(Excerpted text)
— Start —

December 17, 1861
And it is a pretty day and the cause of our putting on our new blue clothes is that we went on Brigade drill, twenty four files. Last night there was considerable excitement in camp last night by thirty four horse wagon loads of corn coming in from within a little distance of Fairfax Courthouse. It is as follows. There was night before last, a great many cavelry went westward and yesterday morning there was about eighty teams it said went by on a forageing expidition. And in an hour or so Mcdowel went by post haste and then last night about dark some of our boys said they seen thirty four horse wagon loads go by. And that the teamsters told them that there was forty more loads to come tomorrow and that there was a strong guard around the field of infantry and cavelry. And they said that the federal killed one sesech and that the secesh fired ten rounds on them and wounded one horse only a little. And once there was fifteen or twenty secesh cavelry come right on to them but as soon as they seen the federals they broke for the brush as fast as their horses would take them.
Well it will soon be drill time and I am ready for it. Well it is three oclock and we have been on review. We was reviewed by Mcdowel. We drilled in marching, firing blank catridges and a great many different moves.
December 19, 1861
And another pretty day. And we went to Manson [Munson’s] Hill or Baileys crossroads either as it is right between the two and I suppose that all of Mcdowels was there at any rate. I think there was as many as fifteen Regts there and we all had twenty rounds of blank catridges. That is the infantry did. There was one regt of Cavelry and three or four Batteries of artillery, each battery containing from four to six cannon. We were the first regiment to fire and then advanced a little, then fired again and advanced again, fired again, then our catridges give out and we fell in the rear. We went through the whole as near as we could I suppose when we get into the battlefield. And I hope that wont be long. We had our knappsacks on our back all day and them packed. With heavy marching, it was pretty hard days work. But I have had harder at home some days. We are getting used to it and it don’t tire us so. There was cannon and infantry firing, cavelry charging. We was about two hours fighting the battle and didnt kill a man. We got home about dark with keen appetites.
December 23, 1861
And it has been a few day since I wrote any but I couldnt do it any sooner verry well as I have been so busy at one thing and another. Yesterday I wrote a long letter to Newton [older brother, born 1819] and on Saturday I was detailed to carry wood for the cooks and in the afternoon three of my tentmates got excused from drill and they built up the tent or built up a pen the side of the tent with poles about 78 in and banked it and daubed it up and sett the tent on top of it and it makes a great deal more room for we can stand almost straight on the sides. Today we have built up bunks. We had a great time to get started at it for we couldnt agree on it, which to have it. And some wouldnt anyway. At last Olie and I went to work and built us one and they thought that we took too much room. Then James Clark & Garner went work and put one up and they put it so high that Frank and Richard could make theirs under it and they did it and have got the best of any of us. And we have more room in the tent than before and evrything is out of the way. And we have got the bottom of the tent tacked down to the poles and now winds cant get in except a little at the door and I sewed on some buttons and cut holes in my oilcloth and hung it up in front of the door. Well the weather is severe. Last night it rained considerable and it has rained and snowed a little alternately all day and the wind blows verry hard and it is cold and getting colder. I am writing by candlelight. The order read on dress parade last evening were to drill on double quick today and go on a grand review tomorrow. But we havnt drilled and I guess we will not do anything tomorrow.

— End —

(Detection examples)
— Start —

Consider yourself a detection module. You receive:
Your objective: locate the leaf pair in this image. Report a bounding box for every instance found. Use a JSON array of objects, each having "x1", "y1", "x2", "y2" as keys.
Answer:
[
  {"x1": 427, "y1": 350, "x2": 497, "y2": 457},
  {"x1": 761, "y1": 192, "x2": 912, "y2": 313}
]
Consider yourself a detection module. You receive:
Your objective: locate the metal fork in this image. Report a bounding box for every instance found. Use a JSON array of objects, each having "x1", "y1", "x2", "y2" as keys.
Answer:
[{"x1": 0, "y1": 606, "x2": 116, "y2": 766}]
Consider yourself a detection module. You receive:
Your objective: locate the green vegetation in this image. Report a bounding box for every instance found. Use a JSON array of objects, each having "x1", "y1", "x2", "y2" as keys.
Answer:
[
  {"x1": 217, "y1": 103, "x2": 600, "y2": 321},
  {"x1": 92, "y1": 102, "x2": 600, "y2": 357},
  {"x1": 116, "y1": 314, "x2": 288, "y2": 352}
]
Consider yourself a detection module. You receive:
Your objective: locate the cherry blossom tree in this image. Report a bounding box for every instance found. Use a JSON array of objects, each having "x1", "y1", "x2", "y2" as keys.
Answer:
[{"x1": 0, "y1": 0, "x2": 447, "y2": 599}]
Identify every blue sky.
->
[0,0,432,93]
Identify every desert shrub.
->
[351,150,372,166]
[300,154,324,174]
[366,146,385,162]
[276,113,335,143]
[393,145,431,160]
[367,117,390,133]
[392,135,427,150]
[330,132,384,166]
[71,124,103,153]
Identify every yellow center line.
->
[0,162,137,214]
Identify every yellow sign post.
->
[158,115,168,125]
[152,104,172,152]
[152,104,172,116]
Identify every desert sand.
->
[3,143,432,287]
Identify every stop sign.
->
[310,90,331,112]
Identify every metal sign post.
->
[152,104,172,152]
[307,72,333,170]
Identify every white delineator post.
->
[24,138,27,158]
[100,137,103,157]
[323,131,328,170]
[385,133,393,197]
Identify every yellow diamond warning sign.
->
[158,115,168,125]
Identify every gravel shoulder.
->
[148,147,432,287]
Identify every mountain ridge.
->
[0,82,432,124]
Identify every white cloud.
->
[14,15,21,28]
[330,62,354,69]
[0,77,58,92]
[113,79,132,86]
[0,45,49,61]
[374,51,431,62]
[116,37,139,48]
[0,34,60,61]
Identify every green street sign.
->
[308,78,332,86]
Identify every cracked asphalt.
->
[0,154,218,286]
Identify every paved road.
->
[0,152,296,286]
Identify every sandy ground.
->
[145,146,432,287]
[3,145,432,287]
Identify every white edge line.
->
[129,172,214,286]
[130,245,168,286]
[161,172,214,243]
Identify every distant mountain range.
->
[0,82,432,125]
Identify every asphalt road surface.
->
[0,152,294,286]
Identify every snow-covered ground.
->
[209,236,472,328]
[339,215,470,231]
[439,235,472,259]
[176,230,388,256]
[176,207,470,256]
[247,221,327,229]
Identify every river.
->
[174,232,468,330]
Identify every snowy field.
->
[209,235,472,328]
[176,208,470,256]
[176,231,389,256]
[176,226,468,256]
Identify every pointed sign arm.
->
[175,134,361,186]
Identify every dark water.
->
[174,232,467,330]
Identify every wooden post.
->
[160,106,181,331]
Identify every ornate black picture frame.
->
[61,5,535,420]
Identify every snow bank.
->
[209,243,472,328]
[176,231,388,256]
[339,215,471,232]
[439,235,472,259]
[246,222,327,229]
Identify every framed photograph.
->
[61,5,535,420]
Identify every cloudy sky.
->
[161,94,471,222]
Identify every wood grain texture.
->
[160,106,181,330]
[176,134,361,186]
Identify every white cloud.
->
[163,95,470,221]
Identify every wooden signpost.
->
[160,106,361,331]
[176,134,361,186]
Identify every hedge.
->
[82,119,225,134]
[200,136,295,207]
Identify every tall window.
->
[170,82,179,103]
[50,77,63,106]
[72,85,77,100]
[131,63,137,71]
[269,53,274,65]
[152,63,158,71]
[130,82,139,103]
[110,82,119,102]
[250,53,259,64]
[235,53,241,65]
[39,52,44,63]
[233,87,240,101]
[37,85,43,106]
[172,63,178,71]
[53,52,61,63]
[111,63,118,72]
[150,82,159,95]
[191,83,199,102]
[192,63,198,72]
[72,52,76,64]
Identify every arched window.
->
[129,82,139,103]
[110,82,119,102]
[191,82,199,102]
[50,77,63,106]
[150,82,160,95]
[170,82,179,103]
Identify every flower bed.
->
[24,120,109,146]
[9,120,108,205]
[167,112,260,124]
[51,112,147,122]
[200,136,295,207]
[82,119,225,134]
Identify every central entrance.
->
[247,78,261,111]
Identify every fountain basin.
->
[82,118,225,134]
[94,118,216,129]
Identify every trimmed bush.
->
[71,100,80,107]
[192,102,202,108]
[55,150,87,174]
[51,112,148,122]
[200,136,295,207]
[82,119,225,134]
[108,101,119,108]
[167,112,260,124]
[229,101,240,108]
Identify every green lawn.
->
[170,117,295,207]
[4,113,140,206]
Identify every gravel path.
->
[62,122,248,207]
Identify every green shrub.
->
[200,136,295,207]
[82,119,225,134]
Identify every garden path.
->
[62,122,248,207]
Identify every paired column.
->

— End —

(Task list)
(A) In the camp diary, how many rounds of blank cartridges did the infantry have on the day of the maneuvers near Munson's Hill?
(B) Resume the camp diary after its last sentence.

(Task responses)
(A) Twenty rounds each.

(B)
December 25, 1861
And it is a verry pretty morning, verry. As well as being Christmas as evrybody knows. And there is no drill today in our Co. I don’t know how it is with others. The camp was all alive last night. The officer of day had occasion several times to tell the boys to be still. Cap Callis being officer of the day, he wouldnt be verry hard on them.
We have got our tent fixed up first rate and clean and tidy and plenty of wood to keep it warm. We are going to have a great time I guess today. Everything is lively as can be. I wish I could be at home today for they are enjoying themselves, I hope, and I think so at any rate. Well we didnt drill any yesterday forenoon with the exceptions of going out on the parade ground and coming back and being dismissed. For it was verry cold. We drill in the afternoon. We don’t drill as much as other Companies and have the name of doing as well and sometimes better. We have the best officers of any Co in the Regt for understanding drill. Our second Lieutenant [Henry Young of Lancaster] is the best drill master in the Regt I think. Some of the boys didnt like him at first because he was so strict but as they have more experience in what must be done, they like him verry well now and I like him better all the time.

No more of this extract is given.